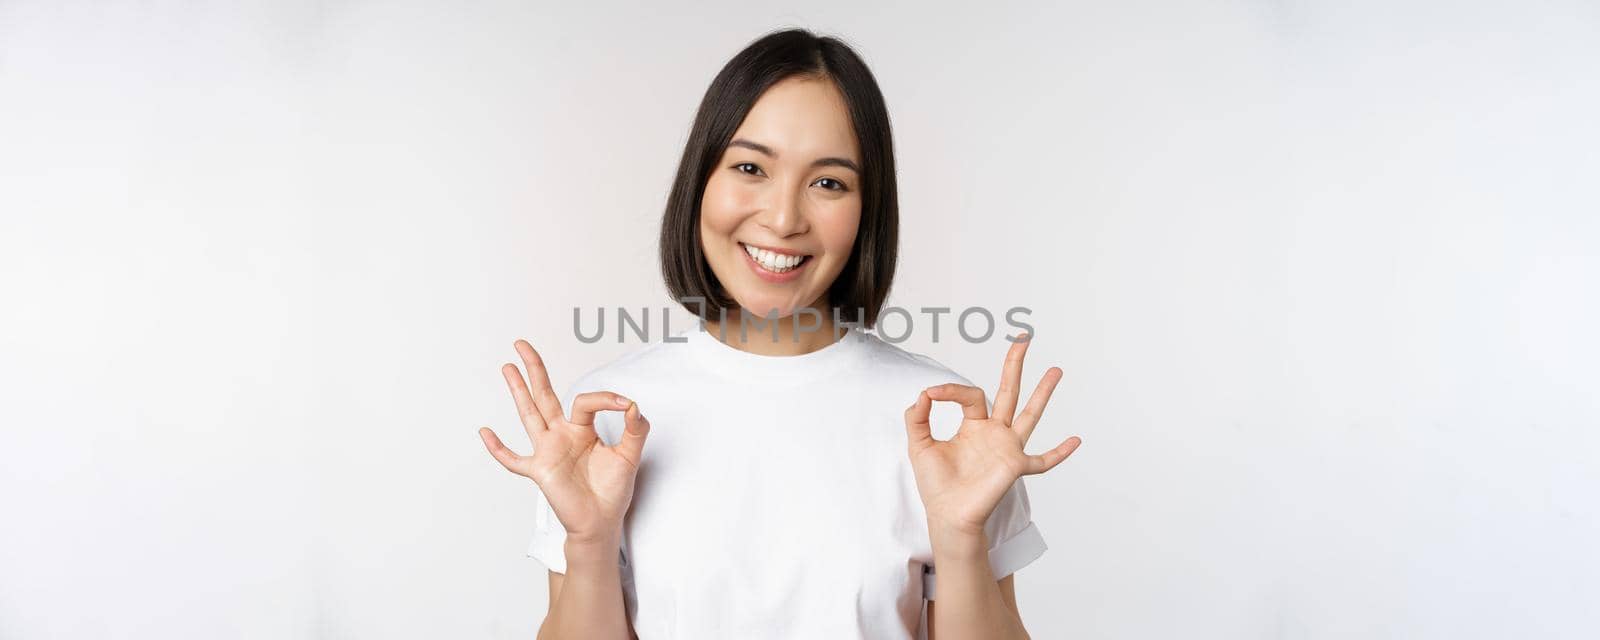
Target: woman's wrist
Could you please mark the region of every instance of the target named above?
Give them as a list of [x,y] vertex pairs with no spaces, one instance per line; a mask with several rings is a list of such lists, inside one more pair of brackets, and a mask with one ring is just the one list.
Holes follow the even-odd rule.
[[614,567],[622,547],[620,537],[615,538],[567,538],[562,545],[562,552],[567,557],[567,566],[582,565],[594,567]]
[[989,540],[983,529],[953,526],[934,520],[928,521],[928,542],[935,556],[951,560],[988,558]]
[[985,535],[981,522],[963,522],[935,513],[928,514],[928,534],[945,538],[978,538]]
§
Take each line from the preceding material that contains "instance" and copy it.

Could you please mark the region of every instance of the target named above?
Give them as a list of [x,y] vertex pairs with no spaces, one instance per line; a mask with several rings is a list of such lists, inside one more pair of brackets, and a mask with one ring is just the one list.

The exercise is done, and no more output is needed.